Document text
## start
Jun 26, 2015

How I rediscovered my ambition.

I should have seen it coming.

It’s one of those things that people talk about, but their descriptions don’t do justice to the experience. Now that I’m back, I have the feeling that something life-changing happened to me, but in a soft, subtle way. Like, hang on, what just happened? Where did this new energy come from?

I just got back from a visit to MEST - Meltwater Entrepreneurial School Of Technology in Accra, Ghana. It’s a highly competitive Masters programme, followed by an incubator, that is well-respected around Africa.

You could call it the YCombinator of Africa, as some do, but that’s like calling Game Of Thrones the TV version of the Godfather Trilogy. It sort of works, but it misses a lot. The X of Africa is rarely anything close to the X of the USA or Europe.

People

This isn’t really about Africa though. It’s about talent, and people, and the energy that’s created when you get that right.

I learned how important this is from it’s founder, Jorn Lyseggen, a friend who I met only when I had the courage and the impertinence to write about an opportunity I felt we were missing. Can we take the best of tech and entrepreneurship education, and empower The Next Billion to solve problems that all-to-familiar to them? It soon became a side project: Village Accelerator.
## end
Data shown
## start
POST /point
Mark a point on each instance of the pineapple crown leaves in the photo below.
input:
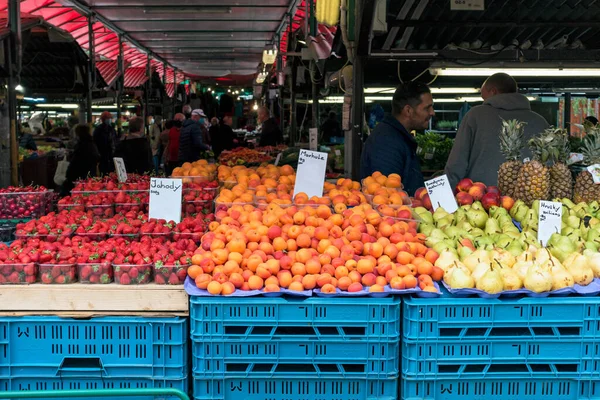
## end
Work instructions
Edit the post on rediscovering ambition by repeating it starting with "It’s one of" and going on through "get that right.", with "Africa" changed to "West Africa" wherever it occurs. The lines after the post are separate material, unrelated to it.

Response to the task
It’s one of those things that people talk about, but their descriptions don’t do justice to the experience. Now that I’m back, I have the feeling that something life-changing happened to me, but in a soft, subtle way. Like, hang on, what just happened? Where did this new energy come from?

I just got back from a visit to MEST - Meltwater Entrepreneurial School Of Technology in Accra, Ghana. It’s a highly competitive Masters programme, followed by an incubator, that is well-respected around West Africa.

You could call it the YCombinator of West Africa, as some do, but that’s like calling Game Of Thrones the TV version of the Godfather Trilogy. It sort of works, but it misses a lot. The X of West Africa is rarely anything close to the X of the USA or Europe.

People

This isn’t really about West Africa though. It’s about talent, and people, and the energy that’s created when you get that right.